List every line in the items below that contains the word "instance".

start Dataset extract

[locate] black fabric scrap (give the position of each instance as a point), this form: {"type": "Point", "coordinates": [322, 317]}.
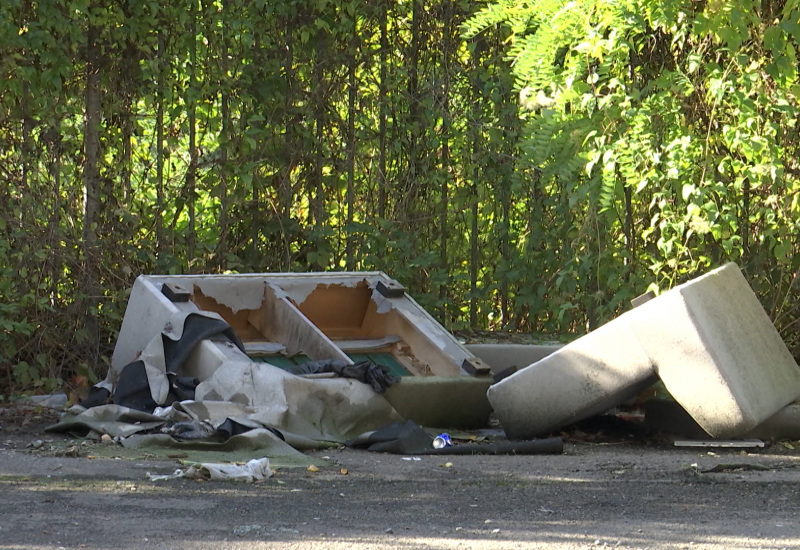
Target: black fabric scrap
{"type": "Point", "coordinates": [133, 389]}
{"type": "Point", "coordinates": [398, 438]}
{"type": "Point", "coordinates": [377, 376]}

end Dataset extract
start Dataset extract

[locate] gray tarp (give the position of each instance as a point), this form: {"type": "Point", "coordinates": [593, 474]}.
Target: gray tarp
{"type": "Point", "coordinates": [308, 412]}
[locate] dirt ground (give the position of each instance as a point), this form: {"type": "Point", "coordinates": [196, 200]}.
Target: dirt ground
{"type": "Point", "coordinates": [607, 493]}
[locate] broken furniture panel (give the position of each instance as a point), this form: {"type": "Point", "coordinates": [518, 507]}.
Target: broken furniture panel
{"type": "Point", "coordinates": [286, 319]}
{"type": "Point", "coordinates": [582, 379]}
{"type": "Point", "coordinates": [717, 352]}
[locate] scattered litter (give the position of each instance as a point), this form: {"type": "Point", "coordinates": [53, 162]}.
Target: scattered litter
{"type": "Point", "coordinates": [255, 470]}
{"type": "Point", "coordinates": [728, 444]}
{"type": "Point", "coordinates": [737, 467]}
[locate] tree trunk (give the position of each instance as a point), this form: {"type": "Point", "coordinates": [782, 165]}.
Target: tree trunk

end Dataset extract

Problem solution:
[locate] black fabric scrap (give the position of each instance as a point), this form: {"type": "Point", "coordinates": [322, 317]}.
[locate] gray tarp (give the position of each instance as a point), this form: {"type": "Point", "coordinates": [593, 474]}.
[locate] dirt ground (give the position of each instance as a point), this form: {"type": "Point", "coordinates": [196, 200]}.
[locate] broken furniture panel (give the position of each instance as a point), this form: {"type": "Point", "coordinates": [518, 507]}.
[locate] scattered litter (give the position of each instance as a point), this form: {"type": "Point", "coordinates": [53, 162]}.
[locate] tree trunk (give the position of each instance as a point), this form: {"type": "Point", "coordinates": [782, 165]}.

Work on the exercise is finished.